Turn every line of the records below into a numbered list, skipping any blank lines and leaving out the pictures.

DATA FOR THIS TASK start

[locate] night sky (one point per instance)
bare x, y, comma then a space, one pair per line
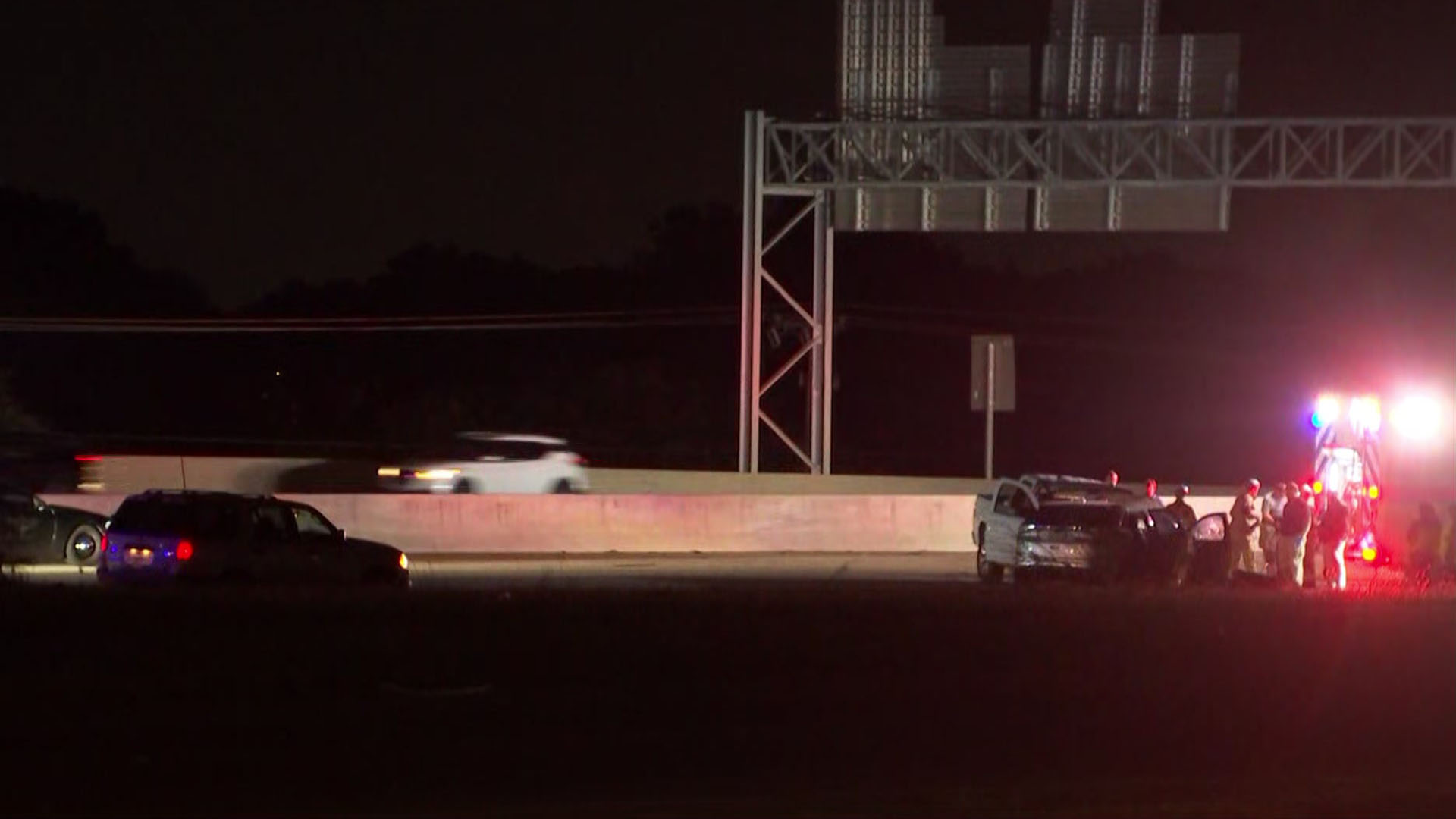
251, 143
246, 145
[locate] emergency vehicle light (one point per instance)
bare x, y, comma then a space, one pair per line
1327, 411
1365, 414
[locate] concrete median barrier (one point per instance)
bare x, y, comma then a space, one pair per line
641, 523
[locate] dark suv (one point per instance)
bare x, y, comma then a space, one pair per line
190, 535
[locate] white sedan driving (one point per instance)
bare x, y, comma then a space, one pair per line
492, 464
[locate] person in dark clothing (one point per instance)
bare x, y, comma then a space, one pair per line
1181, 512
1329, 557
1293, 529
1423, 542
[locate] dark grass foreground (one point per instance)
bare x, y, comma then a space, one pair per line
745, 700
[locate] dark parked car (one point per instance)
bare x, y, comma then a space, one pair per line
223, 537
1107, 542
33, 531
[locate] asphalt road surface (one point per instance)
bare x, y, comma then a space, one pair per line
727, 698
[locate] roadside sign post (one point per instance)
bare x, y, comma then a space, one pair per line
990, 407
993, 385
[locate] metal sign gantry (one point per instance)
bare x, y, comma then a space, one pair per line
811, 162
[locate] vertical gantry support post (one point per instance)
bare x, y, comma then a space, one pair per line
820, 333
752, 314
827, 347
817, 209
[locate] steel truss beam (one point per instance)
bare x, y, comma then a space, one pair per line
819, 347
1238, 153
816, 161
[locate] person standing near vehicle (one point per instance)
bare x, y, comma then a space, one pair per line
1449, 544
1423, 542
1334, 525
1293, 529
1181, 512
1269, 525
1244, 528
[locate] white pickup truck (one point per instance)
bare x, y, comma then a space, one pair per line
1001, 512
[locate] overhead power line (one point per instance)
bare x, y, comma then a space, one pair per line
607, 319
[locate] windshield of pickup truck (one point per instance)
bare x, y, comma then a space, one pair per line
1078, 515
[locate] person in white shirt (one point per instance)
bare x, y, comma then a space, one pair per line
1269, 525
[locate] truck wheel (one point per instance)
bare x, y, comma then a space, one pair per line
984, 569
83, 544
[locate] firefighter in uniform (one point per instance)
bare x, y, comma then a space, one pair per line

DATA FOR THIS TASK end

• SOLUTION TO THE EXERCISE:
1. [locate] night sky (one point per instance)
2. bare x, y, comma then a space, one pair per line
3. 251, 143
4. 246, 145
5. [locate] emergency vehicle light (one point per instance)
6. bare x, y, comma then a space, one pair per line
7. 1327, 411
8. 1365, 414
9. [locate] concrete median barrier (one point per instance)
10. bare x, y, comma then a space, one pair per line
11. 641, 523
12. [locate] dark suv (one point per instance)
13. bare x, y, comma then a space, one pair per line
14. 190, 535
15. [locate] white sedan driving (one point per instance)
16. bare x, y, comma then a space, one pair per line
17. 492, 464
18. [locate] person in dark clothing (one point per instance)
19. bare x, y, comma then a space, one pair per line
20. 1181, 512
21. 1329, 557
22. 1293, 529
23. 1423, 542
24. [locate] dark grass foreground (one point per instance)
25. bare x, y, comma then a space, one pair per line
26. 745, 700
27. [locate] dark parked car (one point per instance)
28. bare x, y, comma then a space, one pair per line
29. 223, 537
30. 1107, 542
31. 33, 531
32. [locate] asphalt road surface (one point per instance)
33. bare x, y, comma then a space, one pair per line
34. 727, 698
35. [locate] roadside sign post (one point per instance)
36. bare x, y, comma then a space, one pair per line
37. 990, 407
38. 993, 385
39. [locate] metal sign gantry (one point per instance)
40. bare x, y, comma then a space, one pair per line
41. 811, 162
42. [locate] vertical gantry support post (one point per instance)
43. bare x, y, comma then a space, one pair per line
44. 820, 333
45. 752, 314
46. 827, 347
47. 817, 209
48. [locate] steel truss beam (one point per instance)
49. bare x, y, comma then a space, one pair per line
50. 819, 347
51. 1238, 153
52. 816, 161
53. [locate] person standing near vehicle (one point per instance)
54. bare x, y, comma then a space, one pair per line
55. 1449, 544
56. 1423, 542
57. 1334, 525
58. 1293, 529
59. 1181, 512
60. 1269, 525
61. 1244, 528
62. [locate] white pickup truck (one point per instance)
63. bare x, y, comma then a space, one pair per line
64. 1001, 512
65. [locate] overhead power line (one point per instance)
66. bare x, y, comma then a space, one pair per line
67. 607, 319
68. [locate] windshield of pickup truck (one point per instance)
69. bare x, y, comma then a space, one pair per line
70. 1078, 515
71. [locate] person in white shirt (one point per instance)
72. bare x, y, comma then a space, one pair per line
73. 1269, 525
74. [locate] truck wheel (one point per instance)
75. bare x, y, comma then a space, one pair per line
76. 984, 569
77. 83, 544
78. [locate] firefighter in uniform (one point per instance)
79. bare x, y, comma then a space, one pair per line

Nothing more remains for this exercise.